▶ Exercise directions
Please render every line of the items below as a Markdown table with two columns, Row for the line's number in order and Text for the line itself. Leave out any blank lines.

■ ■ ■ ■

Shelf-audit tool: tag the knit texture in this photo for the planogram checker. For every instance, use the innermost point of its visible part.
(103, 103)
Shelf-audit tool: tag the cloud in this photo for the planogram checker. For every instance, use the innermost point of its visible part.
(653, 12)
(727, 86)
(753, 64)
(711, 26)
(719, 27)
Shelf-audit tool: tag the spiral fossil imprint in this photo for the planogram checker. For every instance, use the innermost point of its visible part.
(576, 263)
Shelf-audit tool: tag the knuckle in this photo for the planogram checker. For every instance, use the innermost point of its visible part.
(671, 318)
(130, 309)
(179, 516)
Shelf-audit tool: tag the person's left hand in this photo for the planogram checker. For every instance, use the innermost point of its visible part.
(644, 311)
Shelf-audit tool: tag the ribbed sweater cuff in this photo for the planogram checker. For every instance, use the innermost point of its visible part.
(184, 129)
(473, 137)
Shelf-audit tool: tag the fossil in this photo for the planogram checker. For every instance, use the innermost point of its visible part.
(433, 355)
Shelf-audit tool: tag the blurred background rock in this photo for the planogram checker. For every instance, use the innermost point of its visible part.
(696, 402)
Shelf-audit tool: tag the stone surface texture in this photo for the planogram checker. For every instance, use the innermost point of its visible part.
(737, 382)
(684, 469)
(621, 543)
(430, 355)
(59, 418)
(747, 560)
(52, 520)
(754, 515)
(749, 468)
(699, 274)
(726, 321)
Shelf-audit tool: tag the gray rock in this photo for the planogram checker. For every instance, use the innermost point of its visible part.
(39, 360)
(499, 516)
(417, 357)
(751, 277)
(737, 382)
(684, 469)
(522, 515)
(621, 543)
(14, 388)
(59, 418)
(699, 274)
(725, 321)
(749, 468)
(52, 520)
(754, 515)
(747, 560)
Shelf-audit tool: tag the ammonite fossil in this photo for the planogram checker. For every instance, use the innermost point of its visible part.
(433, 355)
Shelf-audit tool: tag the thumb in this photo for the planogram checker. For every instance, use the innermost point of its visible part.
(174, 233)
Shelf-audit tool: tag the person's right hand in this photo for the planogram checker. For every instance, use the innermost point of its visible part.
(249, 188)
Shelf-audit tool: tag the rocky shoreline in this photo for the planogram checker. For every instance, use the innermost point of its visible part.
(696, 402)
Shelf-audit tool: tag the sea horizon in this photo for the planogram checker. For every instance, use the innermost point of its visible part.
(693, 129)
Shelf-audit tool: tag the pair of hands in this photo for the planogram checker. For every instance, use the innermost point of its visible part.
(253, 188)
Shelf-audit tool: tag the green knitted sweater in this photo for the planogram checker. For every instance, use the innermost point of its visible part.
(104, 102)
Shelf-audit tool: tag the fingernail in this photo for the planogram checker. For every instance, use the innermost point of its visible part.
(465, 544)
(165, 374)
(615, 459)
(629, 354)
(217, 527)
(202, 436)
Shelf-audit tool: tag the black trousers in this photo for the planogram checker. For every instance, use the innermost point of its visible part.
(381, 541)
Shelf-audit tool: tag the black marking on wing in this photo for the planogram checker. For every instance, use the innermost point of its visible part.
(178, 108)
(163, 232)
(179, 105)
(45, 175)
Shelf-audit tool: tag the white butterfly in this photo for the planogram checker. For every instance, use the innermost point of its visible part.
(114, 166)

■ ■ ■ ■

▶ Result of the task
| Row | Text |
|---|---|
| 1 | Shelf-audit tool: tag the knit texture in this photo for the planogram checker. For every instance, use the innermost point of its visible part. |
| 2 | (103, 103) |
| 3 | Shelf-audit tool: tag the cloud in this photo for the planogram checker. For every instance, use the innermost point of its visible part. |
| 4 | (653, 12) |
| 5 | (727, 86) |
| 6 | (753, 64) |
| 7 | (711, 26) |
| 8 | (719, 27) |
| 9 | Shelf-audit tool: tag the spiral fossil imprint in this photo for the planogram checker. For every instance, use the innermost point of its visible part. |
| 10 | (576, 263) |
| 11 | Shelf-audit tool: tag the knuckle in this photo for the planogram checker. For every instance, use the innermost point of its visible part. |
| 12 | (671, 318) |
| 13 | (130, 309) |
| 14 | (179, 516) |
| 15 | Shelf-audit tool: tag the person's left hand in this photo for the planogram checker. For every instance, use the innermost point of its visible part. |
| 16 | (644, 311) |
| 17 | Shelf-audit tool: tag the ribbed sweater cuff in this photo for the planogram checker. For every instance, use the innermost point of its visible part. |
| 18 | (184, 129) |
| 19 | (473, 137) |
| 20 | Shelf-audit tool: tag the fossil in this photo for the planogram checker. For every instance, use the innermost point of its visible part. |
| 21 | (433, 355) |
| 22 | Shelf-audit tool: tag the blurred background rock in this photo for the planogram checker. For every instance, use the innermost point of its visible part. |
| 23 | (696, 402) |
| 24 | Shelf-audit tool: tag the stone surface texture in this photo for the planogram checker. For every instance, use the innermost point of its visible part. |
| 25 | (737, 382) |
| 26 | (684, 469) |
| 27 | (621, 543) |
| 28 | (430, 355) |
| 29 | (59, 418) |
| 30 | (747, 560) |
| 31 | (52, 520) |
| 32 | (754, 515) |
| 33 | (749, 468) |
| 34 | (699, 274) |
| 35 | (726, 321) |
| 36 | Shelf-audit tool: tag the gray rock in this photo for the planogram checker. For every instance, use the innermost point of its visible part. |
| 37 | (39, 360) |
| 38 | (499, 516) |
| 39 | (417, 357) |
| 40 | (751, 277) |
| 41 | (737, 382) |
| 42 | (684, 469) |
| 43 | (522, 515) |
| 44 | (621, 543) |
| 45 | (14, 388) |
| 46 | (59, 418) |
| 47 | (699, 274) |
| 48 | (725, 321) |
| 49 | (749, 468) |
| 50 | (52, 520) |
| 51 | (754, 515) |
| 52 | (747, 560) |
| 53 | Shelf-audit tool: tag the ammonite fossil in this photo for the planogram checker. For every instance, use the innermost point of its visible part. |
| 54 | (433, 355) |
| 55 | Shelf-audit tool: tag the thumb in this photo for the planogram checker. For every instance, use the innermost point of its visible part. |
| 56 | (174, 233) |
| 57 | Shelf-audit tool: tag the person's right hand in this photo for the planogram checker. For every instance, use the innermost point of its visible part. |
| 58 | (249, 188) |
| 59 | Shelf-audit tool: tag the rocky shoreline in this photo for the planogram checker. For every instance, use the innermost point of its visible part. |
| 60 | (696, 402) |
| 61 | Shelf-audit tool: tag the sea horizon in this photo for the planogram checker. For every instance, use the innermost point of its visible part. |
| 62 | (693, 129) |
| 63 | Shelf-audit tool: tag the pair of hands in this photo for the planogram checker. For every instance, use the innermost point of its visible part. |
| 64 | (253, 188) |
| 65 | Shelf-audit tool: tag the green knitted sweater in this photo for the planogram checker. For every instance, use the innermost point of its visible part. |
| 66 | (104, 102) |
| 67 | Shelf-audit tool: tag the fingernail in this photo for the planogram checker. For every instance, use the innermost point of its visible part. |
| 68 | (465, 544) |
| 69 | (165, 374) |
| 70 | (615, 459) |
| 71 | (629, 354) |
| 72 | (217, 527) |
| 73 | (202, 436) |
| 74 | Shelf-audit tool: tag the black trousers in this photo for the planogram checker. For every instance, use the innermost point of its visible part. |
| 75 | (381, 541) |
| 76 | Shelf-audit tool: tag the black marking on wing in this photo for the planogram checker. For every instance, use the innermost point of its visible part. |
| 77 | (178, 108) |
| 78 | (163, 232) |
| 79 | (179, 105) |
| 80 | (45, 175) |
| 81 | Shelf-audit tool: tag the white butterfly in this photo for the planogram checker. For every instance, use the innermost point of its visible part. |
| 82 | (114, 166) |